> MATERIAL FOR THIS EXERCISE:
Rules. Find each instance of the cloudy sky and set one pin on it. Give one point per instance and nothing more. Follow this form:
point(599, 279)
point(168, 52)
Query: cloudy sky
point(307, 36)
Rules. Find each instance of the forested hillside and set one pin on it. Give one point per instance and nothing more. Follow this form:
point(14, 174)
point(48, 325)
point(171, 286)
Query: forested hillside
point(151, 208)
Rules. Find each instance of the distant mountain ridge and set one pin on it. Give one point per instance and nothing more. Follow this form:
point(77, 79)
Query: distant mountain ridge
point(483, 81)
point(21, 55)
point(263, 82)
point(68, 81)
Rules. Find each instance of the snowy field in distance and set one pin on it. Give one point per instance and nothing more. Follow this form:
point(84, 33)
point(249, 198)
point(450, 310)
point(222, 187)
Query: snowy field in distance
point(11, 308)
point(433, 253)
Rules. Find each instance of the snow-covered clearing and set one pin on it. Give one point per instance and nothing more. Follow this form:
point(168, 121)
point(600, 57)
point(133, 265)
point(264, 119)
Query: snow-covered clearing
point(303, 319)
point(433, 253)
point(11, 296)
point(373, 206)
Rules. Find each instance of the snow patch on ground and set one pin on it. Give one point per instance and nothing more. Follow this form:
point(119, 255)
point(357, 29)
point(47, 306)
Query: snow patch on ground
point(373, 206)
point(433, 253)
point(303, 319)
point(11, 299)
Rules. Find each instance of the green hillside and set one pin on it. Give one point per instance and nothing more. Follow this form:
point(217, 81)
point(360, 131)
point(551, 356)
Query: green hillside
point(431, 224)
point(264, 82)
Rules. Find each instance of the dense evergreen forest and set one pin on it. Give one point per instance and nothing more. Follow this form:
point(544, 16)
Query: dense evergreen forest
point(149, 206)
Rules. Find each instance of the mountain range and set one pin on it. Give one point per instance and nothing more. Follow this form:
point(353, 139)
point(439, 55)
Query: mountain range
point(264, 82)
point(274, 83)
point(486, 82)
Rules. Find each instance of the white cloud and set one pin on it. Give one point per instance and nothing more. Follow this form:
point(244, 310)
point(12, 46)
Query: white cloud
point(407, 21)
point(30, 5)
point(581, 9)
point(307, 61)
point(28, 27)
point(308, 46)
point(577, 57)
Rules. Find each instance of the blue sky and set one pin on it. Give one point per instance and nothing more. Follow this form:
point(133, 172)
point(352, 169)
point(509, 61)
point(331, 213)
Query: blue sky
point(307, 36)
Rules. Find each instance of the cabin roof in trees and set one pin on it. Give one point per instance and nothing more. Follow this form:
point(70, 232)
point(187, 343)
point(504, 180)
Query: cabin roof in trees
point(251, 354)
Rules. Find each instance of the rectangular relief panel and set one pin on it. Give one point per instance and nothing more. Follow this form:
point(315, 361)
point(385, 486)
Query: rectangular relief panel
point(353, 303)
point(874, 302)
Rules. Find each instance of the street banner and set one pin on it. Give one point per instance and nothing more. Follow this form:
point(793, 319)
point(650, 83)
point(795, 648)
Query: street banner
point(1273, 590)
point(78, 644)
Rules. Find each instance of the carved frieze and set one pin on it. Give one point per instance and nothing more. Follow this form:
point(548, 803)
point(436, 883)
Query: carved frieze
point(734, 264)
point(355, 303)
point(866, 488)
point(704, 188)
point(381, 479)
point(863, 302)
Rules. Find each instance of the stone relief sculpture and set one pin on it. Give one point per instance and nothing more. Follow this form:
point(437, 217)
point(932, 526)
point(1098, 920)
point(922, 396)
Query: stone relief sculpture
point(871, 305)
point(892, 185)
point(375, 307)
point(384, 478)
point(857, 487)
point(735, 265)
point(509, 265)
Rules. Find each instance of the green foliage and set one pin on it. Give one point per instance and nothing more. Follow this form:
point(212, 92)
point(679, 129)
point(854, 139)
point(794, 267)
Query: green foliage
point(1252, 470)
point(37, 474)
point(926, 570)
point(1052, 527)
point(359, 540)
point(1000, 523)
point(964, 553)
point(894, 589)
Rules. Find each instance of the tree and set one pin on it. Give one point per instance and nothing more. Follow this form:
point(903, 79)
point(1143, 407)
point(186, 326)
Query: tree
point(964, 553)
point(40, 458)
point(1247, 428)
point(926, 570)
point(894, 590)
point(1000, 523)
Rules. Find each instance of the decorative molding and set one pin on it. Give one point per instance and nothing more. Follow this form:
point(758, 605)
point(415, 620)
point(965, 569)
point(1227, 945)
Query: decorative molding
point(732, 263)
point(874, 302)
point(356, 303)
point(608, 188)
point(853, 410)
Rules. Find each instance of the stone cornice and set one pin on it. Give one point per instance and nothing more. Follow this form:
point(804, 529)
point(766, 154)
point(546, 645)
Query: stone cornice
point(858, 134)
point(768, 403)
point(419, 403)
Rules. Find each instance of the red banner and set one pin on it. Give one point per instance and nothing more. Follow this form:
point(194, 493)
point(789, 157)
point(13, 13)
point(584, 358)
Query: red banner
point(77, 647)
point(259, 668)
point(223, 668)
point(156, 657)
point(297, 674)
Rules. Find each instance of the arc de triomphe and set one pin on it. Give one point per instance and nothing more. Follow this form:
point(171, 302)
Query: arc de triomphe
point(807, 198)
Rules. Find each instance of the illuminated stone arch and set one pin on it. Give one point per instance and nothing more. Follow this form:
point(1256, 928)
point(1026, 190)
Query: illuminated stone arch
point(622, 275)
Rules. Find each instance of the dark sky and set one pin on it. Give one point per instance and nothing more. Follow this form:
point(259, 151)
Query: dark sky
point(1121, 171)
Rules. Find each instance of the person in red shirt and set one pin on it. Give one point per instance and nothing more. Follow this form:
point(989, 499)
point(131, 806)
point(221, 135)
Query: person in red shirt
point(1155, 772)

> BRIEF:
Reproduce the entire listing above, substituting "one marker" for "one pin" wherever it occurs and leaving every other line and character unchanged.

> RESPONSE TO THIS EXERCISE:
Rules. Find each instance of the cloudy sky and set one marker on it. Give one point per instance and nothing more. Follow this form:
point(599, 279)
point(168, 52)
Query: cloudy sky
point(307, 36)
Rules. Find each instance of the forested hillside and set one marker on it. Give one point per instance and nothing more. Follow this form:
point(14, 174)
point(48, 325)
point(171, 286)
Query: forested hillside
point(151, 208)
Rules. Find each instance of the distant mountain ridge and set one marker on it. Give one point per instance and nothing more. Follow this form:
point(77, 79)
Query: distant mountain ridge
point(483, 81)
point(21, 55)
point(263, 82)
point(68, 81)
Rules. Find each instance of the snowy field in distance and set one marker on it. Give one point per instance and nothing more. Follow this form:
point(84, 33)
point(249, 198)
point(450, 310)
point(222, 187)
Query: snowy field in distance
point(11, 308)
point(433, 253)
Rules. Find each instance of the snow-covered clearing and set one marker on it. Give one point per instance and nothing more. Follow this form:
point(168, 121)
point(600, 57)
point(133, 265)
point(264, 119)
Query: snow-covered clearing
point(303, 319)
point(433, 253)
point(11, 296)
point(373, 206)
Rules. Find each instance of the snow patch on ground and set one marker on it. Give one point per instance and nothing more. Follow this form:
point(119, 255)
point(357, 29)
point(47, 306)
Query: snow patch on ground
point(373, 206)
point(433, 253)
point(303, 319)
point(11, 299)
Rules. Find each instance of the green hillside and set one marker on it. Give one point per instance and nothing more. Follow this form:
point(217, 81)
point(360, 131)
point(551, 356)
Query: green hillside
point(431, 224)
point(264, 82)
Rules. Find each instance of the dense evergreen forest and set one marker on it. Give one point per instance and nothing more. Follow this form:
point(544, 16)
Query: dense evergreen forest
point(149, 206)
Rules. Find each instance of the mountain range and set one marker on it. Give one point per instance and nothing more. Follow this form:
point(353, 139)
point(439, 55)
Query: mountain range
point(264, 82)
point(274, 83)
point(486, 82)
Rules. Find each instance of the white cloud and set one marker on it. Give one point per instance and nothing more. Follow this form:
point(244, 310)
point(12, 46)
Query: white cloud
point(407, 21)
point(30, 5)
point(581, 9)
point(307, 61)
point(28, 27)
point(308, 46)
point(577, 57)
Rules. Find each instance of the blue sky and set one marker on it. Give one point per instance and nothing more. Follow this form:
point(133, 172)
point(352, 169)
point(509, 61)
point(331, 213)
Query: blue sky
point(307, 36)
Rules. Find each instance of the cabin roof in trees and set one marker on it. Give one point per instance and nothing more. Follow this form:
point(70, 232)
point(187, 343)
point(504, 180)
Query: cabin roof in trees
point(251, 354)
Rules. Find each instance of the rectangular relief panel and set one marker on it. Give one point per instance and nothing more. Follow this form:
point(315, 361)
point(385, 486)
Query: rectangular relief panel
point(353, 303)
point(874, 302)
Rules. Find each instance of the street banner and set one marker on it. Give one point per instance and nothing more. Follow this form:
point(793, 319)
point(650, 83)
point(795, 648)
Query: street banner
point(1273, 590)
point(78, 644)
Rules. Find each instance of the carved frieze and set one marker on it. Give one point per instance and nothing more. Follow this form:
point(548, 803)
point(436, 883)
Query: carved frieze
point(734, 264)
point(355, 303)
point(866, 488)
point(704, 188)
point(381, 479)
point(863, 302)
Rules. Find each instance of the stone relief sculpture and set one marker on it. Give one point per instance and nothing more. Follow this form:
point(437, 217)
point(932, 526)
point(1098, 920)
point(922, 396)
Query: stone relief sculpture
point(871, 305)
point(892, 185)
point(375, 307)
point(384, 478)
point(857, 487)
point(735, 265)
point(509, 265)
Rules. Find each instance of the green foliage and set one marker on it. Give one point per instance and nothing more. Follow this form:
point(212, 92)
point(679, 129)
point(854, 139)
point(794, 267)
Query: green foliage
point(1252, 470)
point(37, 474)
point(926, 570)
point(1052, 527)
point(359, 540)
point(1000, 523)
point(964, 553)
point(894, 589)
Rules. Find each instance of the tree and set one marker on it. Give one point per instance and nothing more. Follow this form:
point(903, 79)
point(1143, 407)
point(186, 326)
Query: tree
point(964, 553)
point(40, 458)
point(1247, 428)
point(926, 570)
point(894, 590)
point(1000, 523)
Rules. Find each instance of the decorative molding and set one marker on it. Give one point per instance and nothing more. Follow this form:
point(758, 605)
point(415, 620)
point(965, 569)
point(1227, 945)
Query: decorative molding
point(732, 263)
point(874, 302)
point(356, 303)
point(608, 188)
point(853, 410)
Rules. Find each instance of the stone cornice and set one marker on it. Give one point per instance and nothing more. Follow this form:
point(804, 529)
point(766, 154)
point(546, 645)
Query: stone cornice
point(858, 134)
point(768, 403)
point(419, 403)
Rules. Find each instance of the red banner and set one marker on it. Give one point per instance and nothing more. Follow this form:
point(194, 493)
point(789, 157)
point(13, 13)
point(584, 358)
Query: red banner
point(77, 647)
point(259, 668)
point(223, 668)
point(156, 657)
point(297, 674)
Rules. Find each instance of the arc de triomphe and set one marker on it. Give one point per instance and nothing more. Follow this form:
point(171, 302)
Query: arc de triomphe
point(807, 198)
Rules. Find each instance of the illuminated stone arch and set one marker on it. Give one point per instance and nothing more. Follow this form:
point(1256, 928)
point(1026, 190)
Query: illuminated stone arch
point(622, 275)
Rules. Find each instance of the dark sky and set one marker on it. Give one point per instance and nothing more. Follow this form:
point(259, 151)
Query: dark sky
point(1121, 171)
Rules. Find each instance of the person in red shirt and set one marker on it. Give one point per instance and nothing more. Follow this form:
point(989, 499)
point(131, 806)
point(221, 135)
Query: person in red shirt
point(1155, 772)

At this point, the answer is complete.